TASK STATEMENT>
Could you output the data below verbatim, with every line unchanged?

DATA SHOWN>
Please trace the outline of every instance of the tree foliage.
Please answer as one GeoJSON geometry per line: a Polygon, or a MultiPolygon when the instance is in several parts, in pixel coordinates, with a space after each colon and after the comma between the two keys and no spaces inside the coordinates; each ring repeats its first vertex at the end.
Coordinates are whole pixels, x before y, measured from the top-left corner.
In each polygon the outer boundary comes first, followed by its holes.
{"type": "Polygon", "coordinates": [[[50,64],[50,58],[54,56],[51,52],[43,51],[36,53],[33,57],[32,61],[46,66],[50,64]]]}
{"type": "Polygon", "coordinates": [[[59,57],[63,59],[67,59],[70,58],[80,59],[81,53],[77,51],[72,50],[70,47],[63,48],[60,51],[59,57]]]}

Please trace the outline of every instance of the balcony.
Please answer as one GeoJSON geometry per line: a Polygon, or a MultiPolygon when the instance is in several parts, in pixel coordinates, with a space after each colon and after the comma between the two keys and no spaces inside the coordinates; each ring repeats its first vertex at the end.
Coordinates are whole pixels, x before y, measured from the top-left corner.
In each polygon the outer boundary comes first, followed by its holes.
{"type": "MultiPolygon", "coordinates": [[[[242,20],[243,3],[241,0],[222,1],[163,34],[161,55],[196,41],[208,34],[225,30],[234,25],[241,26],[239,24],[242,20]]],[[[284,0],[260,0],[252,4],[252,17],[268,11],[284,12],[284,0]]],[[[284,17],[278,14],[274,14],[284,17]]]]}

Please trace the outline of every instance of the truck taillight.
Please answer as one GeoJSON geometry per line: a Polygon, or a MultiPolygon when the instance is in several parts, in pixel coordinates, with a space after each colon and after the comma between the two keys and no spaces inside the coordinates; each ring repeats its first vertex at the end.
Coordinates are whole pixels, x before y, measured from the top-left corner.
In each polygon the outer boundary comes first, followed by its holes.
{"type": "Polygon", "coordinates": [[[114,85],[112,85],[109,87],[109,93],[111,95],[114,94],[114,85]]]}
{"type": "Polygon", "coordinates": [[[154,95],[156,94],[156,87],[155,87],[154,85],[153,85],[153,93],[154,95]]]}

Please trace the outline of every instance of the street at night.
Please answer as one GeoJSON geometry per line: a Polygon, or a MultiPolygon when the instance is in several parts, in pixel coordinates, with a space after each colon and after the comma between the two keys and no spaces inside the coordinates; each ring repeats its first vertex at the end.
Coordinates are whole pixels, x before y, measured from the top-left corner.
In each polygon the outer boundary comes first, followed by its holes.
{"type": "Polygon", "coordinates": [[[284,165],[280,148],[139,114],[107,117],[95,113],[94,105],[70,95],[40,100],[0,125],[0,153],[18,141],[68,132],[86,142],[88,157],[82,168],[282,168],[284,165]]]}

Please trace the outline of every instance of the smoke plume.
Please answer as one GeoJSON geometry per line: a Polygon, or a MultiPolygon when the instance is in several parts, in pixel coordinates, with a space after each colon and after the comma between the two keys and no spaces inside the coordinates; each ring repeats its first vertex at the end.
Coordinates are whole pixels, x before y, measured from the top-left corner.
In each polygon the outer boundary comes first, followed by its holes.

TASK ANSWER>
Please trace the outline of every instance of the tree foliage.
Please answer as one GeoJSON geometry per line: a Polygon, or a MultiPolygon when the instance is in several parts, in pixel coordinates, with a space after each colon and after the comma between the two keys and no spaces inside the coordinates; each ring repeats its first vertex at the end.
Coordinates are whole pixels, x before y, measured from the top-left corner.
In each polygon the outer boundary comes first, followed by its holes.
{"type": "Polygon", "coordinates": [[[50,64],[50,58],[54,56],[51,52],[43,51],[36,53],[33,57],[32,61],[46,66],[50,64]]]}
{"type": "Polygon", "coordinates": [[[59,57],[63,59],[67,59],[70,58],[80,59],[81,53],[77,51],[72,50],[70,47],[63,48],[60,51],[59,57]]]}

Please trace the outline of every instance of the balcony.
Please answer as one GeoJSON geometry per line: a Polygon, or a MultiPolygon when the instance is in several parts, in pixel coordinates, with a space after each colon and after the comma between the two keys and no spaces inside the coordinates; each ring repeats its first vertex at the end.
Coordinates are whole pixels, x before y, measured from the top-left corner.
In each polygon the outer boundary comes first, followed by its holes.
{"type": "MultiPolygon", "coordinates": [[[[242,20],[243,3],[241,0],[222,1],[163,34],[161,55],[196,41],[208,34],[225,30],[234,25],[241,26],[239,24],[242,20]]],[[[284,0],[260,0],[252,4],[252,17],[268,11],[284,12],[284,0]]],[[[284,17],[278,14],[274,14],[284,17]]]]}

Please trace the outline of every instance of the truck taillight.
Please answer as one GeoJSON geometry per line: a Polygon, or a MultiPolygon when the instance is in several parts, in pixel coordinates, with a space after each colon and after the comma between the two keys and no spaces inside the coordinates; each ring repeats its first vertex at the end.
Coordinates are whole pixels, x before y, measured from the top-left corner.
In each polygon the outer boundary comes first, followed by its holes.
{"type": "Polygon", "coordinates": [[[114,85],[112,85],[109,87],[109,93],[111,95],[114,94],[114,85]]]}
{"type": "Polygon", "coordinates": [[[154,95],[156,94],[156,87],[155,87],[154,85],[153,85],[153,93],[154,95]]]}

Please trace the outline of every instance of the street at night.
Please answer as one GeoJSON geometry per line: a Polygon, or a MultiPolygon when the instance is in several parts, in pixel coordinates, with a space after each colon and after the comma between the two keys and no spaces inside the coordinates; each ring repeats its first vertex at the end.
Coordinates are whole pixels, x before y, measured from the top-left corner.
In each polygon the outer boundary comes first, followed by its holes.
{"type": "Polygon", "coordinates": [[[284,165],[280,148],[139,114],[107,117],[95,113],[94,105],[70,95],[40,100],[0,125],[0,153],[18,141],[68,132],[86,142],[88,157],[82,168],[282,168],[284,165]]]}

Please trace the outline of every instance of the smoke plume.
Please answer as one GeoJSON geometry per line: a Polygon, or a MultiPolygon when the instance is in several parts, in pixel coordinates, with a space after each colon and after the comma between the two keys and no spaces inside the coordinates; each ring repeats its first vertex at the end.
Coordinates are whole pixels, x before y, measured from the top-left corner.
In each polygon the outer boundary comes first, followed by its holes.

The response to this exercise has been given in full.